-- ACTIVITIES --
1. Please echo the stretch of the Felix Abt article from "Abt was one" through "and operating businesses." word for word.
2. List every distinct year mentioned in the Felix Abt article, in the order each first appears.
3. Go on with the Felix Abt article from the point where it ends.

-- EXTRACTED TEXT --
--------

= Felix Abt =

Swiss businessman

Felix Abt (born 15 January 1955, Switzerland) is a Swiss business affairs specialist on North Korea and Vietnam.

Abt was one of the first foreign entrepreneurs to seek to do business in contemporary North Korea, where he lived between 2002 and 2009, and developing and operating businesses.
He co-founded and directed the Pyongyang Business School, where he was involved in capacity building related to business administration for senior executives of North Korean government agencies and enterprises.

Abt published a memoir titled A Capitalist in North Korea: My Seven Years in the Hermit Kingdom in 2014.

==Career==
Before he rejoined the ABB Group in 2002 and moved to North Korea, Felix Abt had been working from 1990 for companies in countries and regions such as Vietnam, the Middle East and Africa.

--------

-- THE DATA --
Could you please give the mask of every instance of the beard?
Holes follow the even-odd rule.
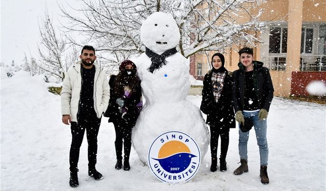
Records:
[[[91,60],[91,62],[90,63],[88,62],[88,61],[86,62],[86,60],[85,59],[82,59],[82,62],[83,63],[83,64],[87,66],[92,66],[95,61],[95,60]]]

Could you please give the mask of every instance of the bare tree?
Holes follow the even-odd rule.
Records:
[[[40,60],[37,64],[46,72],[47,77],[53,76],[62,81],[69,66],[77,59],[76,48],[67,43],[64,35],[56,31],[47,10],[39,29],[41,43],[38,45],[38,50]]]
[[[198,51],[223,50],[233,43],[254,43],[260,40],[255,31],[268,24],[258,21],[261,10],[253,15],[250,10],[264,0],[81,0],[83,6],[74,9],[61,6],[71,24],[67,32],[80,33],[87,41],[105,50],[109,62],[142,53],[140,40],[142,22],[153,12],[171,14],[181,35],[178,46],[186,58]],[[242,21],[240,20],[243,19]],[[80,43],[69,38],[75,44]]]

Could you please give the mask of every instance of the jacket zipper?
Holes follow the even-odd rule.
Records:
[[[95,65],[94,65],[94,67],[95,67]],[[95,67],[95,70],[96,69],[96,67]],[[100,70],[101,70],[101,65],[100,64],[99,68],[98,69],[98,74],[97,74],[96,80],[95,80],[94,81],[95,83],[94,85],[94,86],[95,86],[95,88],[94,88],[95,96],[94,95],[93,96],[93,99],[94,100],[94,108],[95,110],[95,112],[96,113],[96,114],[97,115],[97,117],[99,118],[100,118],[100,116],[99,113],[98,113],[98,111],[97,111],[97,107],[96,106],[96,91],[97,90],[97,89],[96,88],[96,84],[97,84],[97,80],[98,80],[98,77],[100,75],[100,73],[101,71]],[[96,72],[96,70],[95,70],[95,72]]]
[[[75,67],[74,66],[74,68],[75,69],[75,70],[76,70],[76,68],[75,68]],[[83,69],[82,68],[82,66],[80,65],[80,69],[82,70]],[[76,71],[77,71],[77,70],[76,70]],[[79,111],[80,111],[80,104],[82,103],[81,101],[80,101],[80,97],[82,96],[82,89],[83,89],[83,78],[82,77],[82,72],[80,71],[77,71],[77,73],[79,73],[80,74],[80,84],[81,84],[81,87],[80,87],[80,91],[79,92],[79,100],[78,101],[78,112],[77,112],[77,115],[76,116],[76,118],[77,118],[77,123],[78,123],[78,121],[79,121]]]

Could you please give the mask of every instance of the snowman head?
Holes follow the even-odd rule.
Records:
[[[147,48],[161,54],[179,43],[179,28],[171,15],[157,12],[143,22],[141,40]]]

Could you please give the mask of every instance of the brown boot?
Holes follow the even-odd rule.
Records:
[[[269,183],[269,179],[267,174],[267,166],[260,166],[260,181],[263,184]]]
[[[233,172],[233,174],[236,175],[239,175],[242,173],[248,172],[248,160],[246,159],[240,159],[240,162],[241,162],[241,165],[240,167],[238,167],[237,169],[235,169],[234,172]]]

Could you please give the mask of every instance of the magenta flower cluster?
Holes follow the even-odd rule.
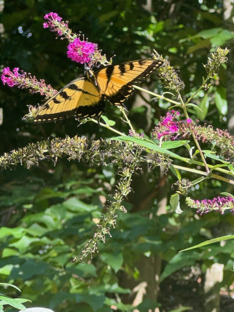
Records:
[[[45,95],[47,97],[50,97],[57,92],[50,85],[46,85],[44,79],[38,81],[30,73],[27,74],[23,71],[20,71],[20,74],[17,67],[15,67],[12,71],[9,67],[3,68],[1,75],[3,84],[6,83],[9,87],[17,85],[21,89],[30,89],[31,93],[40,92],[41,95]]]
[[[80,38],[76,38],[67,47],[67,57],[71,58],[72,61],[81,64],[89,63],[91,56],[97,49],[97,45],[96,43],[81,41]]]
[[[226,209],[228,209],[234,214],[234,199],[230,196],[225,197],[214,197],[212,200],[203,199],[200,201],[193,200],[190,197],[186,199],[186,202],[191,208],[197,209],[197,212],[202,215],[214,210],[223,214]]]
[[[180,122],[176,120],[176,116],[179,116],[180,114],[177,111],[172,110],[171,114],[169,112],[166,115],[162,117],[160,123],[160,126],[163,131],[158,133],[158,139],[159,140],[165,135],[171,135],[179,132],[181,127]],[[192,122],[191,119],[188,119],[186,120],[187,124],[188,124]],[[175,138],[174,138],[174,139]]]
[[[3,69],[2,73],[1,75],[1,79],[3,85],[7,84],[9,87],[13,87],[15,85],[18,84],[18,80],[20,74],[19,74],[19,68],[15,67],[13,72],[10,70],[9,67],[5,67]]]
[[[61,29],[62,26],[67,27],[67,23],[61,22],[62,19],[59,16],[57,13],[51,12],[48,14],[46,14],[44,18],[47,20],[47,21],[43,23],[44,28],[49,28],[50,30],[54,32],[56,32],[59,36],[61,36],[63,32]]]

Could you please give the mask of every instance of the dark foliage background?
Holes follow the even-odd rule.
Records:
[[[223,4],[221,1],[183,0],[147,4],[129,0],[2,1],[0,64],[2,68],[19,67],[45,79],[57,90],[82,74],[82,66],[66,57],[67,42],[56,39],[42,27],[45,14],[56,12],[69,21],[74,32],[80,31],[97,43],[108,58],[116,55],[114,63],[148,58],[155,49],[179,70],[186,85],[183,95],[188,96],[201,83],[202,64],[210,52],[217,46],[232,44],[233,33],[223,20]],[[214,127],[227,127],[226,71],[222,67],[214,79],[207,111],[201,116],[190,112],[194,119],[199,117]],[[144,86],[161,93],[165,91],[152,79]],[[216,100],[217,94],[221,102]],[[162,101],[150,101],[146,95],[136,92],[127,105],[136,128],[149,135],[168,106]],[[204,95],[200,92],[196,103],[202,108]],[[51,136],[78,134],[97,139],[112,135],[94,124],[77,127],[72,118],[37,125],[22,121],[27,105],[41,100],[27,90],[0,85],[1,154]],[[117,129],[128,133],[117,109],[108,105],[105,115],[116,121]],[[175,214],[167,202],[174,177],[162,175],[158,169],[150,172],[143,168],[134,177],[134,193],[125,203],[128,212],[119,214],[112,237],[99,244],[99,253],[87,263],[70,263],[92,235],[112,191],[115,171],[110,165],[88,168],[60,159],[55,167],[52,162],[42,162],[29,170],[19,166],[2,172],[1,281],[18,286],[20,296],[30,299],[31,306],[58,312],[131,311],[134,300],[143,312],[158,306],[160,311],[178,309],[178,312],[190,307],[198,311],[208,297],[204,290],[207,270],[218,263],[224,265],[223,278],[216,293],[222,295],[221,310],[233,309],[233,241],[178,254],[206,239],[232,233],[233,218],[212,213],[201,217],[188,209]],[[191,176],[187,177],[195,178]],[[232,190],[206,180],[189,195],[212,198],[224,191]],[[12,289],[4,290],[4,293],[20,295]]]

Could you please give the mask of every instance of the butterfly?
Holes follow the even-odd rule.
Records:
[[[71,81],[40,106],[33,122],[56,121],[75,116],[96,118],[99,123],[105,100],[126,108],[124,102],[133,93],[132,85],[144,80],[163,63],[159,60],[140,60],[94,71],[87,69],[84,76]]]

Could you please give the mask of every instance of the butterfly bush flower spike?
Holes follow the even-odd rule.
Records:
[[[97,49],[96,44],[85,40],[81,41],[79,37],[76,38],[67,47],[67,57],[71,58],[72,61],[81,64],[89,63],[95,50]]]
[[[164,140],[170,139],[173,140],[179,134],[186,135],[193,122],[190,118],[185,120],[178,121],[177,116],[180,115],[179,112],[173,110],[171,113],[168,112],[165,116],[161,117],[160,121],[153,132],[153,138],[160,140],[163,138]]]
[[[56,33],[58,36],[63,36],[71,40],[72,39],[71,31],[68,27],[68,22],[63,22],[62,17],[59,16],[57,13],[51,12],[46,14],[44,18],[46,21],[43,23],[44,28],[49,28],[51,32]]]
[[[47,85],[44,79],[38,81],[35,76],[32,76],[29,73],[23,71],[19,72],[19,68],[15,67],[12,71],[9,67],[3,68],[1,79],[3,85],[7,84],[9,87],[17,85],[21,89],[29,89],[31,93],[39,93],[41,95],[45,95],[50,97],[57,92],[50,85]]]
[[[81,34],[73,33],[68,28],[68,21],[63,22],[57,13],[51,12],[46,14],[44,18],[46,20],[43,24],[44,28],[49,28],[58,37],[61,37],[61,39],[68,39],[70,43],[67,47],[67,57],[72,61],[81,64],[86,63],[90,68],[98,63],[105,66],[112,63],[112,58],[108,61],[105,54],[102,55],[101,50],[98,49],[96,43],[85,40],[84,36],[83,40],[81,40]]]
[[[223,214],[227,209],[230,210],[232,213],[234,214],[234,199],[230,196],[226,197],[218,196],[214,197],[212,200],[203,199],[200,201],[193,200],[190,197],[187,197],[186,202],[191,208],[197,209],[197,212],[201,215],[212,210],[219,212]]]

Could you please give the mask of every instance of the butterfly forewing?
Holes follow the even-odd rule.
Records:
[[[80,117],[99,116],[105,109],[101,101],[100,92],[82,76],[65,85],[40,107],[34,122],[55,121],[75,115]]]
[[[121,105],[133,93],[132,85],[144,80],[163,63],[158,60],[140,60],[107,66],[95,74],[106,98],[112,104]]]
[[[140,60],[90,71],[95,79],[83,76],[65,85],[38,108],[34,122],[56,121],[73,115],[98,120],[105,110],[105,99],[123,105],[134,92],[133,84],[144,80],[163,64],[158,60]]]

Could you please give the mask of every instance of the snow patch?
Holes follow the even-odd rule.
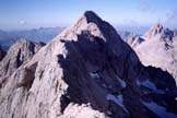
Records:
[[[137,80],[137,85],[138,86],[145,86],[152,91],[154,91],[155,93],[158,93],[158,94],[164,94],[164,92],[162,90],[158,90],[156,88],[155,84],[152,83],[151,81],[146,80],[146,81],[143,81],[143,82],[140,82],[139,80]]]
[[[161,118],[177,118],[177,115],[167,113],[165,107],[160,106],[154,102],[151,103],[143,102],[143,105],[145,105],[150,110],[155,113]]]
[[[106,99],[107,99],[107,101],[113,101],[114,103],[116,103],[117,105],[119,105],[120,107],[122,107],[122,109],[123,109],[126,113],[128,113],[127,108],[126,108],[125,105],[123,105],[122,95],[115,96],[115,95],[111,95],[111,94],[107,94]]]

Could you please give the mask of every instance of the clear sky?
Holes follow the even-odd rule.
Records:
[[[115,25],[177,27],[177,0],[0,0],[0,28],[66,26],[86,10]]]

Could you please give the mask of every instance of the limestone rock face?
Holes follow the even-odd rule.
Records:
[[[42,43],[32,43],[26,39],[17,40],[0,61],[0,86],[2,87],[2,84],[17,68],[32,59],[42,46],[44,46]]]
[[[7,52],[0,46],[0,61],[3,59],[3,57],[5,56],[5,54]]]
[[[176,116],[175,82],[156,71],[144,68],[115,28],[87,11],[11,74],[0,90],[0,117],[160,117],[152,105]]]
[[[129,35],[128,39],[127,39],[128,45],[131,46],[132,48],[135,48],[143,42],[144,42],[144,39],[137,35]]]
[[[154,25],[144,35],[144,40],[134,48],[142,63],[162,68],[177,79],[177,36],[175,32],[164,28],[162,25]]]

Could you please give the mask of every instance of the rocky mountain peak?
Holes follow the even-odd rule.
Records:
[[[104,42],[114,42],[116,38],[120,38],[116,30],[93,11],[84,12],[84,14],[74,23],[74,25],[62,32],[59,37],[68,40],[76,40],[76,35],[87,32],[90,32],[90,34],[93,36],[102,38]]]
[[[16,40],[0,62],[0,76],[11,75],[20,66],[31,59],[43,46],[43,43],[33,43],[24,38]]]
[[[109,23],[85,12],[8,79],[0,90],[0,117],[156,118],[149,106],[176,106],[174,97],[163,98],[175,85],[164,85],[168,73],[160,70],[157,78],[151,70]]]
[[[155,37],[156,35],[160,35],[163,33],[163,25],[160,23],[154,24],[144,35],[146,39],[151,39],[152,37]]]

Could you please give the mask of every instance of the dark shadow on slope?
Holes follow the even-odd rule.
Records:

--------

-- ANSWER LIST --
1.
Abt was one of the first foreign entrepreneurs to seek to do business in contemporary North Korea, where he lived between 2002 and 2009, and developing and operating businesses.

2. 1955, 2002, 2009, 2014, 1990

3.
In 2002, Abt was appointed resident Group Representative in North Korea by the Swiss-Swedish ABB Group, an electrical power and automation technologies company. On 19 May 2003, he signed a memorandum of understanding on the implementation of a large high-tension power grid project by ABB with North Korea's Ministry of Power and Coal Industries, in presence of the Swiss foreign minister, the Swedish ambassador to the DPRK, and the Minister of Power and Coal Industries, "in an effort to solve North Korea's serious problems in the power sector, highlighted by its worn-out generation and transmission facilities".

In late 2003, Abt became an agent of several multinational corporations in business fields such as infrastructure (ABB), mining (Sandvik) and textiles (Dystar) on whose behalf he realized multi-million USD sales.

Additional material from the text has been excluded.